Every record is to be transcribed exactly as written.

══ DATA TO USE

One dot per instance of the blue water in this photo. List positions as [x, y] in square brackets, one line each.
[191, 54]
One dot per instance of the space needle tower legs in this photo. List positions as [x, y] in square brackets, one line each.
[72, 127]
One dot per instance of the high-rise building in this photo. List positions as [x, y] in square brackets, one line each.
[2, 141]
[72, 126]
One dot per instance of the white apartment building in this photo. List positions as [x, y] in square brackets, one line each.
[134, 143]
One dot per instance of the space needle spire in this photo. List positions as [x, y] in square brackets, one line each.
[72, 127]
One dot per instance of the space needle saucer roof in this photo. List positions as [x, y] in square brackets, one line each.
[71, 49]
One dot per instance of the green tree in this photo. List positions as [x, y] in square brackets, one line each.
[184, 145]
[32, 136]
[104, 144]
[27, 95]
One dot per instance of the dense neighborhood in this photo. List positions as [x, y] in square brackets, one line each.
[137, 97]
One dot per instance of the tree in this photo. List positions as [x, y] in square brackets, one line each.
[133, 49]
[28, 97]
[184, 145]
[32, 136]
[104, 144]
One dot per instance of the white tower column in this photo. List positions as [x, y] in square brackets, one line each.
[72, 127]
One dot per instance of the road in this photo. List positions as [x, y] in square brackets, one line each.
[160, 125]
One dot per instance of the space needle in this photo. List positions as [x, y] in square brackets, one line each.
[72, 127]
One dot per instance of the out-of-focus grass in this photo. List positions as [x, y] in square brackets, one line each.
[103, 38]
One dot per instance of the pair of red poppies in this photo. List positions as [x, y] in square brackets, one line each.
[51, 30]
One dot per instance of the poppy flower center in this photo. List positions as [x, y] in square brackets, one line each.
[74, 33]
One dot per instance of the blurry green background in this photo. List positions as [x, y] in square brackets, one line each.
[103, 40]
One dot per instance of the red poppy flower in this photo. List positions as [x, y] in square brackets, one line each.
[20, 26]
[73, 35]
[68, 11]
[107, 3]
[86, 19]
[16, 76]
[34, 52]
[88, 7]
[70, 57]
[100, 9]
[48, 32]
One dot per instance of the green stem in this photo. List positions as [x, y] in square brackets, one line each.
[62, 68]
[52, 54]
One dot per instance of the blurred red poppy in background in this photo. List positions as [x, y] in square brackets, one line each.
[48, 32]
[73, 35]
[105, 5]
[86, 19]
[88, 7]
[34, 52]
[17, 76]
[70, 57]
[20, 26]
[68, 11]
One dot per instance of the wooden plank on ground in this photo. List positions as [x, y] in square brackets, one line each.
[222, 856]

════

ANSWER FOR THIS EXERCISE
One dot per instance of the blue water in this photo. List positions as [x, y] in square brackets, one line each.
[191, 54]
One dot per instance of the space needle tower legs in this photo. List positions as [x, y] in square brackets, one line each.
[72, 127]
One dot per instance of the high-rise building in this photo. List positions as [x, y] in square brackets, one line each.
[2, 141]
[72, 126]
One dot per instance of the white apartment building in this photo. List positions as [x, y] in square brackets, one line each.
[134, 143]
One dot per instance of the space needle spire in this photo. List positions as [x, y] in square brackets, one line each.
[72, 127]
One dot per instance of the space needle saucer roof in this photo. List positions as [x, y] in square brackets, one line each.
[71, 49]
One dot per instance of the green tree in this photo. List positions as [x, y] in square brackets, one line each.
[184, 145]
[32, 136]
[104, 144]
[27, 95]
One dot per instance of the dense neighborhood in this photo. List positions as [x, y] in square brackets, one line each.
[137, 97]
One dot per instance of the tree in this photo. List positions as [x, y] in square brackets, one line each.
[133, 49]
[28, 97]
[184, 145]
[32, 136]
[104, 144]
One dot per instance of the white tower column in this photo. List positions as [x, y] in square brackets, one line each.
[72, 127]
One dot per instance of the road in this photo. List positions as [x, y] in square brackets, one line each.
[160, 125]
One dot per instance of the space needle in this photo. List positions as [x, y] in square brackets, one line each.
[72, 127]
One dot per instance of the out-of-focus grass in this photo. List positions as [x, y] in square brackets, one line each.
[103, 38]
One dot per instance of the pair of red poppies in this photo. List positions as [x, y] in square brackets, one line each.
[51, 30]
One dot per instance of the poppy flower center in this photo. List positions as [x, y] in square brackets, one line each.
[74, 33]
One dot per instance of the blurry green background in this photo. List positions as [x, y] in square brackets, one line each.
[103, 40]
One dot per instance of the red poppy flower in this photo. List positions as [x, y] in square brackets, one line each.
[20, 26]
[73, 35]
[68, 11]
[107, 3]
[86, 19]
[16, 76]
[34, 52]
[88, 7]
[70, 57]
[100, 9]
[48, 32]
One dot per instance of the green stem in this photo. List positions as [x, y] in square brackets, one line each.
[62, 68]
[52, 54]
One dot per instance of the blurred red poppy in background in this photo. List positions as [x, y] in square brackets, one line each.
[48, 32]
[73, 35]
[105, 5]
[86, 19]
[88, 7]
[34, 52]
[17, 76]
[70, 57]
[20, 26]
[68, 11]
One dot per instance of the wooden plank on ground in this photo. List positions as [x, y] in square brackets, one line each.
[222, 856]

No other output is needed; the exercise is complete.